Start of Block
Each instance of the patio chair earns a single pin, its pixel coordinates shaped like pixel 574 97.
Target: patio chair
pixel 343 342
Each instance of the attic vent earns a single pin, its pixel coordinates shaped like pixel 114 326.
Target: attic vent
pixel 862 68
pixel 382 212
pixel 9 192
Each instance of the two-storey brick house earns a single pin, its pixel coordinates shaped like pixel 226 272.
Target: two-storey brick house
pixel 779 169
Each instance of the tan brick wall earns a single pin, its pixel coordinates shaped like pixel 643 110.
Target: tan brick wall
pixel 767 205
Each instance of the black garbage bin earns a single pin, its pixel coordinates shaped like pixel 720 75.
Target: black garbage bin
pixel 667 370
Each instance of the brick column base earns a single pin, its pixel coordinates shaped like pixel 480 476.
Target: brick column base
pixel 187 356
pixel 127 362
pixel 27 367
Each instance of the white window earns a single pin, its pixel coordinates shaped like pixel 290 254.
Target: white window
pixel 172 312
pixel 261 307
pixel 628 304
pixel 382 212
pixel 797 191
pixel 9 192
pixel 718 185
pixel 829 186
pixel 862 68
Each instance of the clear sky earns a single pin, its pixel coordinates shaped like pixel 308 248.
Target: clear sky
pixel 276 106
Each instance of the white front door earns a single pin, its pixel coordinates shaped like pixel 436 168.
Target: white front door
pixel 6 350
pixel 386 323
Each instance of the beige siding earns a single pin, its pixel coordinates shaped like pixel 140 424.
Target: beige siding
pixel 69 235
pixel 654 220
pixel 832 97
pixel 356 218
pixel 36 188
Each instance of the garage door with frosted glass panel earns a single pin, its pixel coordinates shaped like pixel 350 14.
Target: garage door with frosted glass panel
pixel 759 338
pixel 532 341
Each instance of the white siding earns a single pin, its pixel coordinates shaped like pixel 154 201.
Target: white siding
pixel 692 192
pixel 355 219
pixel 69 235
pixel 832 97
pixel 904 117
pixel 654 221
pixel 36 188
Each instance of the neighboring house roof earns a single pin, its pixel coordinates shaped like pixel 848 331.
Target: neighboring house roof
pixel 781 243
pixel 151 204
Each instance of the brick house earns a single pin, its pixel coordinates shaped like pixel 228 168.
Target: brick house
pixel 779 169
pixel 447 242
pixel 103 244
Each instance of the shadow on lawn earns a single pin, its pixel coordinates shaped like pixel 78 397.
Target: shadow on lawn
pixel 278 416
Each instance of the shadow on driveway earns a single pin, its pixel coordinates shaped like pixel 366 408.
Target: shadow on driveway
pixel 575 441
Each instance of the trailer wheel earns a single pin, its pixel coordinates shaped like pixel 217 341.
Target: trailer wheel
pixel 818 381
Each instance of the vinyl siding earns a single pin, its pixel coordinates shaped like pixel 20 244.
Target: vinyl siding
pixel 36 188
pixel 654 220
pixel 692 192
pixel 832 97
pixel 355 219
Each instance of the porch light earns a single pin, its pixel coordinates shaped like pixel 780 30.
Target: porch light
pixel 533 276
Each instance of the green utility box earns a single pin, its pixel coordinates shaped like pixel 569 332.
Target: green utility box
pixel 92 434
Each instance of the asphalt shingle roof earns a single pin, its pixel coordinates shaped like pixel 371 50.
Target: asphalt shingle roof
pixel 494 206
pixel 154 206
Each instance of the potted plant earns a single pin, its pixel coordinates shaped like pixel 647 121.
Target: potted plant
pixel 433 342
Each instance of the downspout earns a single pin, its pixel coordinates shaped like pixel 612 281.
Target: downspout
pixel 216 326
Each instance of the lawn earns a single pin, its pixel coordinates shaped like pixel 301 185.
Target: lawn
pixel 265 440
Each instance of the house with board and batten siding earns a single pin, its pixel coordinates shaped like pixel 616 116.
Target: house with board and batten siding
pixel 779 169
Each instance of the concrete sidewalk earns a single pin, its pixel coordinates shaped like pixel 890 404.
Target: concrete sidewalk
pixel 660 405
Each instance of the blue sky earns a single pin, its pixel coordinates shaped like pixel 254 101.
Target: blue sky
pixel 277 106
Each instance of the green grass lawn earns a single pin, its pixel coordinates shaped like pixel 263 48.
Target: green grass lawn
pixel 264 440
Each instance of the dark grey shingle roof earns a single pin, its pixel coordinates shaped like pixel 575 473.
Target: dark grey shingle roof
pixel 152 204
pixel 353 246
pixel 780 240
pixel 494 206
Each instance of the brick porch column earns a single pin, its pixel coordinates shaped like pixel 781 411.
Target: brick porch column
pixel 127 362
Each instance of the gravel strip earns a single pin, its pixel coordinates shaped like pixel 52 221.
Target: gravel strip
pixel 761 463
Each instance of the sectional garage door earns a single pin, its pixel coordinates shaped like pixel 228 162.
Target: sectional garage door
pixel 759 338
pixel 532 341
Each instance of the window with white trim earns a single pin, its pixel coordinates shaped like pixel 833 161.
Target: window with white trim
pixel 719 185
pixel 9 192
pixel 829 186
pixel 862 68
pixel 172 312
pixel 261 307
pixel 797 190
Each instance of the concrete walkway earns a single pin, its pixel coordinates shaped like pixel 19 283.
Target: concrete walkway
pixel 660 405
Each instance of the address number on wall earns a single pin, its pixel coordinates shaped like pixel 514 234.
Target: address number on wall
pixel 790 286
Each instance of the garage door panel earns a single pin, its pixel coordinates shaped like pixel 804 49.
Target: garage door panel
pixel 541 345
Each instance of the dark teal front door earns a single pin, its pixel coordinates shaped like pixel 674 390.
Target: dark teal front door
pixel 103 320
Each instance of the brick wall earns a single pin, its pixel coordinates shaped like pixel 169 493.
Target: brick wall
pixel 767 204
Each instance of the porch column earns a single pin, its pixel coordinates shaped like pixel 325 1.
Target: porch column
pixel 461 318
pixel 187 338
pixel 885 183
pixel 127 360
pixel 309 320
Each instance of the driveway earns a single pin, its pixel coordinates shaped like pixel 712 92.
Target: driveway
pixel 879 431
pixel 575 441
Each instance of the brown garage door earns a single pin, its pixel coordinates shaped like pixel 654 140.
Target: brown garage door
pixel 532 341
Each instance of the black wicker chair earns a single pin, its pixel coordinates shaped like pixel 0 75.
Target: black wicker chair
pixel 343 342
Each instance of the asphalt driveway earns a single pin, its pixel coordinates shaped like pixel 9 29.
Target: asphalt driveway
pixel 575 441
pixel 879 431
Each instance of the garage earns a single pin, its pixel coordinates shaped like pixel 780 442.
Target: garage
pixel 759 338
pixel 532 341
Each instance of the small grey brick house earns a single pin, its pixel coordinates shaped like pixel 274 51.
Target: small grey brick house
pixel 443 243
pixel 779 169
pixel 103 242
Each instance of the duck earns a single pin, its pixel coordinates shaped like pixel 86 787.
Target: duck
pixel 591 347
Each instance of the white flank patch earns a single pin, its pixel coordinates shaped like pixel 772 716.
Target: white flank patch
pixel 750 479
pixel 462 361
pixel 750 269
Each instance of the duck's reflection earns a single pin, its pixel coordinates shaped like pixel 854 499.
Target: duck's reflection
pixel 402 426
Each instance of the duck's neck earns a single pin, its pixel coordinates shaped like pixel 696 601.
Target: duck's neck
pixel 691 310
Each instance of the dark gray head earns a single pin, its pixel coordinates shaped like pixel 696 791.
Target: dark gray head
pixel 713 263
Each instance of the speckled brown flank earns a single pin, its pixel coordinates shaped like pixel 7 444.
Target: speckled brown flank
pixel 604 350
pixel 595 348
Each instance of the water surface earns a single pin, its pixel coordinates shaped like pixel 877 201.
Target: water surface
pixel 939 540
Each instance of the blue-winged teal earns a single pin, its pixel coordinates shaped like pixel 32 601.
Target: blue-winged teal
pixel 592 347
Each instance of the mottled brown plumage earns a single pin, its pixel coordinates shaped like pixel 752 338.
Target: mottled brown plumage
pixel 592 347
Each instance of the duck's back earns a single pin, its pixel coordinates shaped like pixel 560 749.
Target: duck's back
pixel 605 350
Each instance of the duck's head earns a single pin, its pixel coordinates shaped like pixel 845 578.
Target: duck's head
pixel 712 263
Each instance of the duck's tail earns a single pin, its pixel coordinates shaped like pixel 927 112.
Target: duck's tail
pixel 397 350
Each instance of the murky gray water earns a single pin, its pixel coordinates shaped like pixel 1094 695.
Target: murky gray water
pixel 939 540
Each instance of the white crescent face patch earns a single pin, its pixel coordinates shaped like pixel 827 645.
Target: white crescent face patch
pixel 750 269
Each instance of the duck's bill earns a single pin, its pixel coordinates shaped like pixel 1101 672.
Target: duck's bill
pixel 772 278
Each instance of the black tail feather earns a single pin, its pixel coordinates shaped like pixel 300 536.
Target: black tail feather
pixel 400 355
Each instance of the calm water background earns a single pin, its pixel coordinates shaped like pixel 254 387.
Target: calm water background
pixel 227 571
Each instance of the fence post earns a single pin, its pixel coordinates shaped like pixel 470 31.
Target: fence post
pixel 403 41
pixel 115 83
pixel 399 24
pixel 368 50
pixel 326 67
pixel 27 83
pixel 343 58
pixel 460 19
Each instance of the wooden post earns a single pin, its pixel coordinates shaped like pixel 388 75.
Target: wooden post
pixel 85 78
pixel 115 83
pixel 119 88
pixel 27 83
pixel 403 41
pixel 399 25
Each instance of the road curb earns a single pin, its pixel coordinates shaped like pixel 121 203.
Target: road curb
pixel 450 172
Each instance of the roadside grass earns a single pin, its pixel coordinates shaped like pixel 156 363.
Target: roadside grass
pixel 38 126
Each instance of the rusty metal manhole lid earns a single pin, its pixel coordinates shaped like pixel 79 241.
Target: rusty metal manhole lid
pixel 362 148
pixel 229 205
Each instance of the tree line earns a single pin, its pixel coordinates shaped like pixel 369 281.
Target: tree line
End of Block
=== Task description ===
Set down the lines above as they stand, starting with the first line and ending with the line that contains "Each instance of the two-storey".

=== Output of the task ===
Each instance of the patio chair earns a single pin, its pixel coordinates shaped like pixel 574 97.
Target: patio chair
pixel 343 342
Each instance of the attic vent earns a single pin, its pixel coordinates shaped like pixel 114 326.
Target: attic vent
pixel 862 68
pixel 382 212
pixel 9 192
Each instance of the two-storey brick house earns a single pin, its pixel coordinates shaped like pixel 226 272.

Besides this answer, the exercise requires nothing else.